**REQUIRED TASK:** Copy out all of the data below, keeping every line unchanged.
╭──
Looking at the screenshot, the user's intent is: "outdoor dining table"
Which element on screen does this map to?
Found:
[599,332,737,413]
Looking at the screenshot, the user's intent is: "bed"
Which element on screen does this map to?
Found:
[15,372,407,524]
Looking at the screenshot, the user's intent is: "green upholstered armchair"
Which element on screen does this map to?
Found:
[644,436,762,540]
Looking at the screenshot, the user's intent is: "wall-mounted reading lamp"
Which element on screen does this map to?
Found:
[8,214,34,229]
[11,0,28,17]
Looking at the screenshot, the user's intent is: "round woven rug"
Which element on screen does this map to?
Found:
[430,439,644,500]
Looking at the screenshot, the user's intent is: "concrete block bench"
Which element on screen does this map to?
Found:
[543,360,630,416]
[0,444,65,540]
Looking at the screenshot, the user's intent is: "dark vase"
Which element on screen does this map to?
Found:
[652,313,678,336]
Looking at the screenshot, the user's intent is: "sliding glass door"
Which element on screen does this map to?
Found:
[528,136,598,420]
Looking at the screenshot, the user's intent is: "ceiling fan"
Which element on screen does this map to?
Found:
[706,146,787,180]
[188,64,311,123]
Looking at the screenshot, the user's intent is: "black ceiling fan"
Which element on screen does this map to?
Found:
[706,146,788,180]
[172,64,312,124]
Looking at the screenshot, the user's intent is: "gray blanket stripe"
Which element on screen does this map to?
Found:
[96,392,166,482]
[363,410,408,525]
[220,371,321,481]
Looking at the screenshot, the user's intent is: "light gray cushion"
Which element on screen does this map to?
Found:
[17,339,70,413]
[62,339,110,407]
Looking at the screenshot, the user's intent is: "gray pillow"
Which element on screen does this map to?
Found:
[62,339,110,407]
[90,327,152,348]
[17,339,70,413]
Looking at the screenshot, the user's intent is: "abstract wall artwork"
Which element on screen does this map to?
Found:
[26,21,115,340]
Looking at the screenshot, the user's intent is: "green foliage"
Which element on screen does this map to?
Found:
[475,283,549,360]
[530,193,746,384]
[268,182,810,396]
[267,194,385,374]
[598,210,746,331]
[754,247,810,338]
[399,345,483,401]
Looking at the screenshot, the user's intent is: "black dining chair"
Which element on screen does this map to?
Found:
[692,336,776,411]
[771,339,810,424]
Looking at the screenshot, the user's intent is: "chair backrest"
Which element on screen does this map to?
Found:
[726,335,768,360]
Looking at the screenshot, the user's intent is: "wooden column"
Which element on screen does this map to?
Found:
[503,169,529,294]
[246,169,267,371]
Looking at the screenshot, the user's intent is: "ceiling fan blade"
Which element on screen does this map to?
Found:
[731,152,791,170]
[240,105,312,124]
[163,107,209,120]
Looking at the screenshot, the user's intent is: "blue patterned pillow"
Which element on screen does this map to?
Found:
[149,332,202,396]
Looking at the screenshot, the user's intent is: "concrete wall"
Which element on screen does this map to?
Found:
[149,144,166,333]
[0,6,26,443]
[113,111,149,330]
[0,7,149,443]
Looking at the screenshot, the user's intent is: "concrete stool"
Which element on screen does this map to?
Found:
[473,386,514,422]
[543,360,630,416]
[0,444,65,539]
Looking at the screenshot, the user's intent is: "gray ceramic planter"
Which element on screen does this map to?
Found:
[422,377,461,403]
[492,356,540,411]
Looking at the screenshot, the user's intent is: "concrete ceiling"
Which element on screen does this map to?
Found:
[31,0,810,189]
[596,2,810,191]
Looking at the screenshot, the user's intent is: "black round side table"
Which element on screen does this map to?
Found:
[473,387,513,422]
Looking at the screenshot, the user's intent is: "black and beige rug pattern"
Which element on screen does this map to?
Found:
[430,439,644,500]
╰──
**ANSWER TO THIS TASK:**
Looking at the screenshot, the user's intent is: "outdoor dining table"
Which element on screen does this map to?
Found:
[599,332,737,413]
Looking at the screenshot, the user's intent is: "bed"
Which element on screen does this map to?
Found:
[15,372,407,524]
Looking at the screenshot, the user's intent is: "green upholstered armchair"
Which element on screen does this map to?
Found:
[644,436,762,540]
Looking at the screenshot, the user's intent is: "wall-mounted reading lamp"
Which element on screen does this map to?
Found:
[8,214,34,229]
[11,0,28,17]
Looking at the screenshot, the user's intent is: "round woven rug"
Which element on screen does this map to?
Found:
[430,439,644,500]
Looking at the screenshot, the user's intent is: "concrete block bench"
Which element on screen does this map to?
Found:
[543,360,630,416]
[0,444,65,540]
Looking at the screenshot, the user's intent is: "dark vase"
Which element on screen does this map to?
Found:
[652,313,678,336]
Looking at the screenshot, the user's intent is: "sliding glass door"
Which element on screen does this map to?
Found:
[528,136,598,420]
Looking at the screenshot, the user's intent is: "ceiling fan"
Which element on screen does this map to?
Found:
[706,146,787,180]
[188,64,311,123]
Looking at the screenshot, the user's intent is: "black ceiling fan"
Which element on screen does this map to?
Found:
[706,146,788,180]
[172,64,312,124]
Looking at the screenshot, the user's intent is: "gray blanket stripe"
Which element on screen does this map to?
Found:
[96,392,166,482]
[363,410,408,525]
[220,371,321,481]
Looking at the screenshot, the user's intent is: "light gray cushion"
Which element on screen does this map to?
Found:
[17,339,70,413]
[62,339,110,407]
Looking at the screenshot, the user's intent is: "gray pillow"
Which element on screen does this map to?
Found:
[62,339,110,407]
[90,327,152,348]
[17,339,70,413]
Looking at the screenshot, the user's intent is: "abstract wall artwork"
Which element on screen does this map to?
Found:
[26,21,115,340]
Looking at the screenshot, the user's intent is: "green foliage"
Which element on screen does this map to?
Found:
[475,283,549,360]
[530,193,746,384]
[268,182,810,396]
[267,194,385,374]
[598,210,746,331]
[754,247,810,338]
[399,345,483,401]
Looking at the screenshot, the user's intent is: "black dining chair"
Which element on screen does this map to?
Found:
[692,336,776,411]
[771,339,810,424]
Looking at the screenshot, the user's intent is: "chair backrest"
Which element on screen does this map to?
Found:
[726,335,768,360]
Looking at the screenshot, the user's intent is: "wooden column"
Which element on screen does this map to?
Found:
[503,169,529,294]
[246,169,267,371]
Looking at the screenshot, the user's intent is: "ceiling fan blade"
Which element on screen does this map to?
Found:
[731,152,791,170]
[240,105,312,124]
[163,107,209,120]
Looking at the screenshot, the user's intent is: "blue patterned pillow"
Which element on screen does this map to?
Found:
[149,332,202,396]
Looking at the screenshot, the user's intent is: "concrete wall"
Which element on screen does this map to?
Found:
[149,144,166,333]
[0,6,26,443]
[113,111,149,330]
[0,7,149,443]
Looking at the screenshot, the user's intent is: "concrete stool"
Which element on screen does this map to?
Found:
[473,386,514,422]
[543,360,630,416]
[0,444,65,539]
Looking at the screenshot, the user's intent is: "gray ceramic planter"
Which element on screen does this map to?
Found:
[422,377,461,403]
[492,356,540,411]
Looking at the screenshot, the user's intent is: "concrete ceiling"
Which element on screen does this map to?
Found:
[31,0,810,189]
[596,2,810,191]
Looking at the screenshot, the user's intent is: "black round side table"
Which element on screen does this map to?
Found:
[473,387,513,422]
Looking at the screenshot, the user's intent is: "black and beige rug pattern"
Which element on screen does this map to?
Found:
[430,439,644,500]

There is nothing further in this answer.